### EXERCISE DETAILS
Find the lines below that contain the word "brush" and count them. Only the number should be given.

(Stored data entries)
········

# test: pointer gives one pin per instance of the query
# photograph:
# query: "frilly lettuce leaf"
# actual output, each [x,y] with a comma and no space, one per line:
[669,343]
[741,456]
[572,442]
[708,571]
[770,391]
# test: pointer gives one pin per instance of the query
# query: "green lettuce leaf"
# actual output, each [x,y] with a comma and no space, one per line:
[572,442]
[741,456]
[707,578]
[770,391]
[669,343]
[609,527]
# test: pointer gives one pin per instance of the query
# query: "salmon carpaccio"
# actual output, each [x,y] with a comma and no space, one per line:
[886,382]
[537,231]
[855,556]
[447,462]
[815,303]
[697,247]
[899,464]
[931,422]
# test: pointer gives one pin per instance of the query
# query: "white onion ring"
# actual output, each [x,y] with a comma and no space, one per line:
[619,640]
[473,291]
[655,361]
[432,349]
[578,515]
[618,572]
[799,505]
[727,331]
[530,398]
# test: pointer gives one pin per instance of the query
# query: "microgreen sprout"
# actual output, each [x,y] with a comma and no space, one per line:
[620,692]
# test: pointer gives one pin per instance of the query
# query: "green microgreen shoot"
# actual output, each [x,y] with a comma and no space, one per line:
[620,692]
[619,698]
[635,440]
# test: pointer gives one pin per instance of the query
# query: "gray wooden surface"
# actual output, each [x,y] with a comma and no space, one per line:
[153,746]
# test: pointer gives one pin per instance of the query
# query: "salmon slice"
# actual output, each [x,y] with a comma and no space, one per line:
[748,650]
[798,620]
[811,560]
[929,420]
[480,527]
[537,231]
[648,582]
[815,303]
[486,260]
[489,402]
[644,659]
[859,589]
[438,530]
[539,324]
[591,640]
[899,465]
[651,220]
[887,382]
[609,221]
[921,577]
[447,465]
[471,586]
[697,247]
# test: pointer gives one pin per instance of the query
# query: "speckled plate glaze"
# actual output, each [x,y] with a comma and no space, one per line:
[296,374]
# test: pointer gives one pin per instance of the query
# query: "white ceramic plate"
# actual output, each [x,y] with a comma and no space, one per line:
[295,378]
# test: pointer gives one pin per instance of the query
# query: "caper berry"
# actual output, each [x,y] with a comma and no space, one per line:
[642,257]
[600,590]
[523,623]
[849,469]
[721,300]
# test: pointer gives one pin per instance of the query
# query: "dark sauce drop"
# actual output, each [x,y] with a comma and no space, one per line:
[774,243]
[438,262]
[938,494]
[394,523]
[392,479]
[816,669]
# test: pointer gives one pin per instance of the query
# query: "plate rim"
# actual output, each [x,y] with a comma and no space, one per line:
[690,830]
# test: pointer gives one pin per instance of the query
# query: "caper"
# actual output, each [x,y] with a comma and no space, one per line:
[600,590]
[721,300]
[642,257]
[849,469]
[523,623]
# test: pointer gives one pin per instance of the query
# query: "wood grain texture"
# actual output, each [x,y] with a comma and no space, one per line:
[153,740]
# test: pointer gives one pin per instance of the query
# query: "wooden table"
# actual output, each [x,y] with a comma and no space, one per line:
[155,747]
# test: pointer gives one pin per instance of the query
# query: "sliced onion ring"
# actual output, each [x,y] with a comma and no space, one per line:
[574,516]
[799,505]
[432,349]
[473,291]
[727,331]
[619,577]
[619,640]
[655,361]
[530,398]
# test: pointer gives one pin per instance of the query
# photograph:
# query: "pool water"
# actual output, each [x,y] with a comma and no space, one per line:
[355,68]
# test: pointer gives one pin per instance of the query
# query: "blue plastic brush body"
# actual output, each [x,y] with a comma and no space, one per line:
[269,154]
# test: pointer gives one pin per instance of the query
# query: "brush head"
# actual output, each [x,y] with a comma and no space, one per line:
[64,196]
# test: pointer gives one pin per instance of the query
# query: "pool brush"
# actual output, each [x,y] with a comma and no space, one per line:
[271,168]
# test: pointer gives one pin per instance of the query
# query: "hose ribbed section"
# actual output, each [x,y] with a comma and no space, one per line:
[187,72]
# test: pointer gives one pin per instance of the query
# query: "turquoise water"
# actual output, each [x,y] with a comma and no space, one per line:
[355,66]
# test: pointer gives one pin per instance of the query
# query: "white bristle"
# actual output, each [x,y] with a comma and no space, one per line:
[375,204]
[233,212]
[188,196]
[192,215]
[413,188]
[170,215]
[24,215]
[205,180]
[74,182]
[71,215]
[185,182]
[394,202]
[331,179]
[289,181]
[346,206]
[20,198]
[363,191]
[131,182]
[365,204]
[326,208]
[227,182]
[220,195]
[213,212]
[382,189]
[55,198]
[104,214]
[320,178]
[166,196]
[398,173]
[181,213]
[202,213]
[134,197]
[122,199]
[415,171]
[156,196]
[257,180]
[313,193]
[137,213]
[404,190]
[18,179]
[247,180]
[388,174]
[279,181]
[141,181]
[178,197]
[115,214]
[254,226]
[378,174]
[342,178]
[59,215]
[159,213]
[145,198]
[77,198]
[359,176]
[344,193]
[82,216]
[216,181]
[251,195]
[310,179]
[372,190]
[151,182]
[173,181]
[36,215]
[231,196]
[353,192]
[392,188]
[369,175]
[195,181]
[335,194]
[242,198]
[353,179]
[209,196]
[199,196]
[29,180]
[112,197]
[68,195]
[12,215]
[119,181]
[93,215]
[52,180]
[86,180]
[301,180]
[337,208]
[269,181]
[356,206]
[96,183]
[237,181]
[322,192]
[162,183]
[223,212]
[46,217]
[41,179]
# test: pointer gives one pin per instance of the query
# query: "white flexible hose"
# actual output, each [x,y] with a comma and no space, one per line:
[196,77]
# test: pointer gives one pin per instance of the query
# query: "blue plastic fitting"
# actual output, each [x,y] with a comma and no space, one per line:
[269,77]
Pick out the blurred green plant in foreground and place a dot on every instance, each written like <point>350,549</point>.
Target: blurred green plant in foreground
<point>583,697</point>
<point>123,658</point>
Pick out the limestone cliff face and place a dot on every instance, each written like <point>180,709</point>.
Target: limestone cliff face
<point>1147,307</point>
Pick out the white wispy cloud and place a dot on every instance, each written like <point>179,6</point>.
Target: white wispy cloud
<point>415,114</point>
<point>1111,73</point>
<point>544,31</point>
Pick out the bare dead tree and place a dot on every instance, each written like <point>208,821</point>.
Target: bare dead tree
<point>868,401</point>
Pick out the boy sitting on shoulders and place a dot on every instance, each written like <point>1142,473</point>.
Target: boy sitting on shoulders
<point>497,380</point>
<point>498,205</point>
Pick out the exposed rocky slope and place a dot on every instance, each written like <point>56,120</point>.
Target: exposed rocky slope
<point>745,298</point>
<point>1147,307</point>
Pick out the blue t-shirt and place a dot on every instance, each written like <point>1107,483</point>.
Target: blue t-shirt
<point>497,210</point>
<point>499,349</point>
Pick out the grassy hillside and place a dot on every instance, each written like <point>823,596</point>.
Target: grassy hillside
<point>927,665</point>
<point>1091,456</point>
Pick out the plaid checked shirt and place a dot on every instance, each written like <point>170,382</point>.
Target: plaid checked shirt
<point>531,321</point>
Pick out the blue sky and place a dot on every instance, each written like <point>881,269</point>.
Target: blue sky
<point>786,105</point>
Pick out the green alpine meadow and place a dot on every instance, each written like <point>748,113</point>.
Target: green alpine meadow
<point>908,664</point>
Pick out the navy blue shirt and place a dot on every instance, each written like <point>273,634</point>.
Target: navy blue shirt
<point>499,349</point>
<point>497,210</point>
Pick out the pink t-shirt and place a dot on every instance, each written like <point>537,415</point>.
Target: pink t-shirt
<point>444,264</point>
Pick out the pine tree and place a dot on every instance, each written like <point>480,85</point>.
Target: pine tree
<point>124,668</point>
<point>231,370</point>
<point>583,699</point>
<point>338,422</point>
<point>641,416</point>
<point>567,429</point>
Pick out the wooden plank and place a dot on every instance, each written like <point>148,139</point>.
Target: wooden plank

········

### FINISHED TASK
3